## BEGIN SUPPLIED RECORDS
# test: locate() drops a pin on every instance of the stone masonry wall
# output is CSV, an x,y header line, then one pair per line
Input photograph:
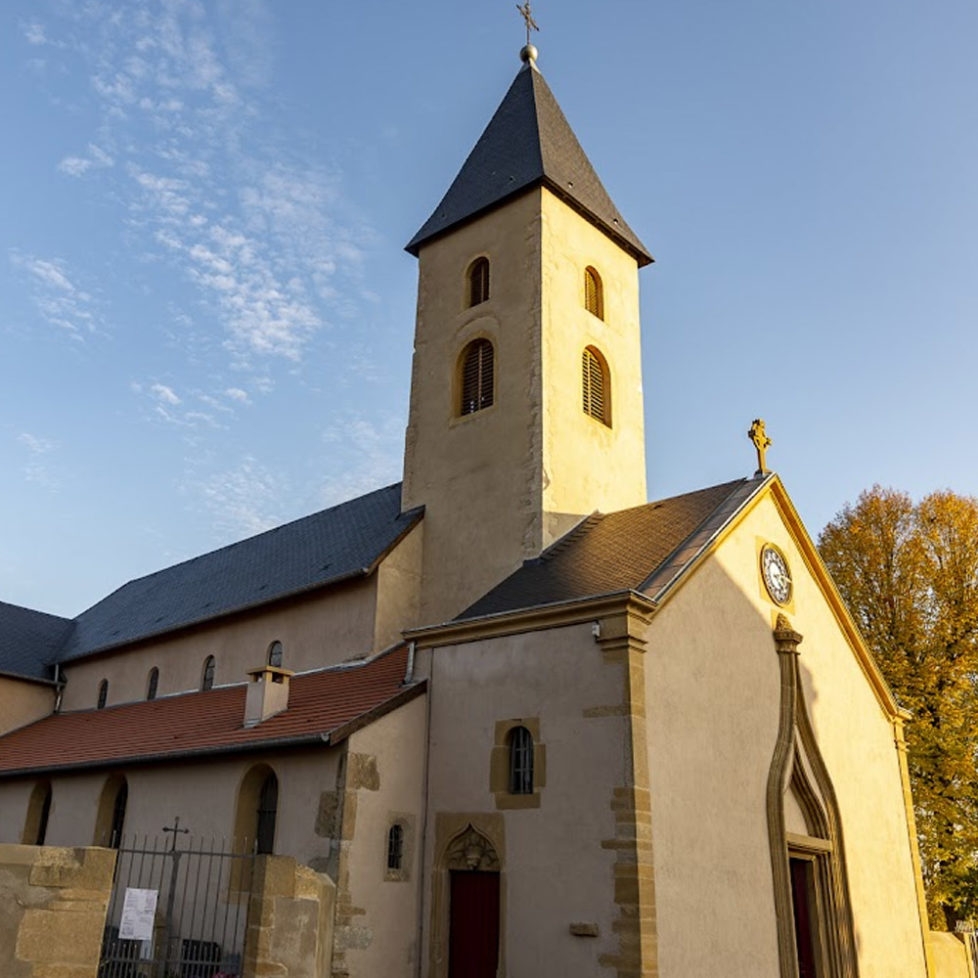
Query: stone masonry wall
x,y
290,928
52,910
## END SUPPLIED RECORDS
WORK TO BE COMPLETED:
Rewrite every line of these records with "stone masonry wall" changed to "brick masonry wall" wherever it occurs, leaving everything else as it is, and omit the pictures.

OUTPUT OF THE TASK:
# test: locate() drops a pin on every instance of the brick masonry wall
# output is CSV, an x,y header line, then one pair per line
Input photograph:
Query: brick masonry wall
x,y
290,928
52,910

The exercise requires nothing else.